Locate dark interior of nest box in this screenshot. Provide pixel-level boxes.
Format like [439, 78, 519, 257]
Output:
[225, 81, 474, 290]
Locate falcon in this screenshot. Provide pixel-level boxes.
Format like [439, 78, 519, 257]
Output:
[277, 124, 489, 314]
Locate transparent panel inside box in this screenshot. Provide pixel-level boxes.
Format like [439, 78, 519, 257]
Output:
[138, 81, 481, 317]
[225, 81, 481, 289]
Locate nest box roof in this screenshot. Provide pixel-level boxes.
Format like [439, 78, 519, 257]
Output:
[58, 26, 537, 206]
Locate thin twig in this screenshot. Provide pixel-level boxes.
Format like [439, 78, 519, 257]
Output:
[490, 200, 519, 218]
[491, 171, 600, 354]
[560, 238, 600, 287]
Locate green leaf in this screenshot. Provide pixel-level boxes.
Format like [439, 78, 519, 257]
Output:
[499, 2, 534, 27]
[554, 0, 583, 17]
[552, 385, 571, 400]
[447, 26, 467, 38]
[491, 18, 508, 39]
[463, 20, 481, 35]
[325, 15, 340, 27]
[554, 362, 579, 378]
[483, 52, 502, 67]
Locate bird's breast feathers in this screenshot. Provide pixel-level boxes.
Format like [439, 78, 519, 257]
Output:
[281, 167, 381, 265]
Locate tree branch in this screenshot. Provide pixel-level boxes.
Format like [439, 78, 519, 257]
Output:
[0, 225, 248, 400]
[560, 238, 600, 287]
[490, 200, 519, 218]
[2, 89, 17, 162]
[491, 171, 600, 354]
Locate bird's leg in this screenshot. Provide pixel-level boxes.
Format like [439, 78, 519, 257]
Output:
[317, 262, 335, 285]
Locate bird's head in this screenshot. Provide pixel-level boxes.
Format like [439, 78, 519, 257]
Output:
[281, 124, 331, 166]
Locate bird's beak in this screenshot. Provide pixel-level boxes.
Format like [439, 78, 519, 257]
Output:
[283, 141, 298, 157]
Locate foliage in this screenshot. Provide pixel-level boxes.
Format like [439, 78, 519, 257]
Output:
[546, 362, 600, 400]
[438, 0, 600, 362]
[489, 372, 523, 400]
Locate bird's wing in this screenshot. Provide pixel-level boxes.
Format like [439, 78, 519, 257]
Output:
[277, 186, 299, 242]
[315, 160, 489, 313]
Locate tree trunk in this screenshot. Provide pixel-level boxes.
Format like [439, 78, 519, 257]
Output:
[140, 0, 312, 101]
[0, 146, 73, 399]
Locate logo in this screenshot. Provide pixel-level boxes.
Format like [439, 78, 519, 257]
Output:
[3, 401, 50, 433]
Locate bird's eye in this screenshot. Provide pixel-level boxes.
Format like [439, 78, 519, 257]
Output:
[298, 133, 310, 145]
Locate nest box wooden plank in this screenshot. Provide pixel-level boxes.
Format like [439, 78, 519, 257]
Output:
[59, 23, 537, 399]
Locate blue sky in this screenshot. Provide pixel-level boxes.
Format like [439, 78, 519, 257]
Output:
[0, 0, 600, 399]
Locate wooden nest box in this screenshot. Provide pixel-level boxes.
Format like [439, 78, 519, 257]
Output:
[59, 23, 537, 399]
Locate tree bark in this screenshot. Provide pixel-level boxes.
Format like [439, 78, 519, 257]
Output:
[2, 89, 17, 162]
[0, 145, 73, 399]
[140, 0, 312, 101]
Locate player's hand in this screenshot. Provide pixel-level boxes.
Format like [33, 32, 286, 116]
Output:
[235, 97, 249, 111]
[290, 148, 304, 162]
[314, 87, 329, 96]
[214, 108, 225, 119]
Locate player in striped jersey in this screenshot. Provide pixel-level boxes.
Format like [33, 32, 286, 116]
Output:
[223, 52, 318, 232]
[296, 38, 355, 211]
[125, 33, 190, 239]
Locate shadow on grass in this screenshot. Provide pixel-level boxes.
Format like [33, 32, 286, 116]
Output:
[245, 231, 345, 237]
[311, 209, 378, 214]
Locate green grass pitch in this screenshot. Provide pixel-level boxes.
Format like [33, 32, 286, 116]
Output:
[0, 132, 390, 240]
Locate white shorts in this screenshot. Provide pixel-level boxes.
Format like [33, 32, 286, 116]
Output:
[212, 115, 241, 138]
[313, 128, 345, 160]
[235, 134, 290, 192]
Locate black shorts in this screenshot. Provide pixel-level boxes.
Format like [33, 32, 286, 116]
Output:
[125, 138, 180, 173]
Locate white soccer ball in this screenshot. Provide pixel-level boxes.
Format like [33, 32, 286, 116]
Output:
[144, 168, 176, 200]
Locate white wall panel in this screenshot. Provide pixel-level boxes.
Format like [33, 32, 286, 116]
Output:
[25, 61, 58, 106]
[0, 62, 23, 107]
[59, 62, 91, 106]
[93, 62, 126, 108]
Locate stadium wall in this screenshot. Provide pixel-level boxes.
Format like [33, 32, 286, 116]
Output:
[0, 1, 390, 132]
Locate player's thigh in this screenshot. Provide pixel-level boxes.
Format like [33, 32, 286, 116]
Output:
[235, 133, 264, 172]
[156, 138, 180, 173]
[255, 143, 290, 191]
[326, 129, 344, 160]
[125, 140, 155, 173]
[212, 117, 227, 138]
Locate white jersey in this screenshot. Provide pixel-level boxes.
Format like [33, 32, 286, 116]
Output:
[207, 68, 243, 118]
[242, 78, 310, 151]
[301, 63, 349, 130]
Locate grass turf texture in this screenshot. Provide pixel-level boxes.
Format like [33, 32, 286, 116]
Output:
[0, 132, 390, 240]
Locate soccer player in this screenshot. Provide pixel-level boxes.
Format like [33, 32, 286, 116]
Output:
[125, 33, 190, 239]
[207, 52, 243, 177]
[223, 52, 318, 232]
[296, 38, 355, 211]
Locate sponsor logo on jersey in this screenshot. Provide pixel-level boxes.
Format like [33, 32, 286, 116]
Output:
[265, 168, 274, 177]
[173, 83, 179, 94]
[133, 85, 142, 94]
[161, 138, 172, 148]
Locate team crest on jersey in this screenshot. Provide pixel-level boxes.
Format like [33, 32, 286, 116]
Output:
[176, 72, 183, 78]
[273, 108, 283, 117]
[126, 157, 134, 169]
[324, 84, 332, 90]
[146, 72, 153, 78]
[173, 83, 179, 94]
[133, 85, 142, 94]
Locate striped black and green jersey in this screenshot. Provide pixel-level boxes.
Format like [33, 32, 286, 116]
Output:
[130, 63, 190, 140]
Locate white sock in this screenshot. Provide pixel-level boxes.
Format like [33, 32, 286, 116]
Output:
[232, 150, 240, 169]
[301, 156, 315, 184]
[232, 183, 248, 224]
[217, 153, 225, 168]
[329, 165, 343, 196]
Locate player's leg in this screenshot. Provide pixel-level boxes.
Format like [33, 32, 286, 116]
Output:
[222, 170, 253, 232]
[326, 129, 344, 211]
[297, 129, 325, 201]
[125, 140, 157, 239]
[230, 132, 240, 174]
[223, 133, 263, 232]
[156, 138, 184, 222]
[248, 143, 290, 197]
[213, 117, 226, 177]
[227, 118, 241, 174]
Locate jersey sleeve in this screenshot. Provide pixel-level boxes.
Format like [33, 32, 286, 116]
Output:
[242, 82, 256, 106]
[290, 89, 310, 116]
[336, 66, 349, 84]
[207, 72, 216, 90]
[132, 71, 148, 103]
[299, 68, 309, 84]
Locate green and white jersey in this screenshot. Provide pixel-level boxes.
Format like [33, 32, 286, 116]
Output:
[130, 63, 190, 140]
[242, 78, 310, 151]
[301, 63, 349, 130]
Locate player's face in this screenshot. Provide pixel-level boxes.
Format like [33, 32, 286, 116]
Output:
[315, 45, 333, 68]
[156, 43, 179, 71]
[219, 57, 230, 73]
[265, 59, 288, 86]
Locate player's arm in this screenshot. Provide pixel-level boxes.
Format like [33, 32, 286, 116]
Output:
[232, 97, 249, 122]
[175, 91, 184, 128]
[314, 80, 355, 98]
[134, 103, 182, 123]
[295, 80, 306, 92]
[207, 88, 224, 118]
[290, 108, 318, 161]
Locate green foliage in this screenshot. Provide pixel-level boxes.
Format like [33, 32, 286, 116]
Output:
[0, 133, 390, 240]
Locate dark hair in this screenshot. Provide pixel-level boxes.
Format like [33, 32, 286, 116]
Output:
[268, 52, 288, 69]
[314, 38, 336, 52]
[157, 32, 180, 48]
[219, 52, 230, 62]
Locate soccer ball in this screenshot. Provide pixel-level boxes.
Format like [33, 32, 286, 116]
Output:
● ● ●
Copy out the entries word for word, from the very first line through the line containing "[281, 167, 381, 265]", including that line.

Locate dark interior of nest box in this screenshot. Provide pixel-level boxes.
Format like [439, 78, 519, 257]
Output:
[225, 81, 474, 290]
Locate falcon in this screenshot. Provide pixel-level boxes.
Format like [439, 78, 519, 257]
Output:
[277, 124, 489, 314]
Locate transparent panel inside box in this screenshot. Provide pixel-level boxes.
Format like [439, 78, 519, 257]
Output:
[138, 81, 481, 317]
[225, 81, 481, 289]
Locate nest box roof in this screenshot. Provide pixel-level boxes.
Format like [439, 78, 519, 257]
Output:
[58, 26, 537, 206]
Locate thin twig in this screenshot. Provide pixel-level boxes.
Format like [439, 78, 519, 257]
Output:
[490, 200, 519, 218]
[491, 171, 600, 354]
[560, 238, 600, 287]
Locate green leaf in this screenshot. Provide pixel-level boxes.
Format like [439, 78, 519, 257]
Output:
[499, 2, 534, 27]
[554, 0, 583, 17]
[552, 385, 571, 400]
[447, 26, 467, 38]
[491, 18, 508, 39]
[463, 20, 481, 35]
[325, 15, 340, 27]
[554, 362, 579, 378]
[483, 52, 502, 67]
Locate bird's breast feathers in this screenshot. Provide pixel-level boxes.
Format like [439, 78, 519, 257]
Output:
[281, 167, 381, 265]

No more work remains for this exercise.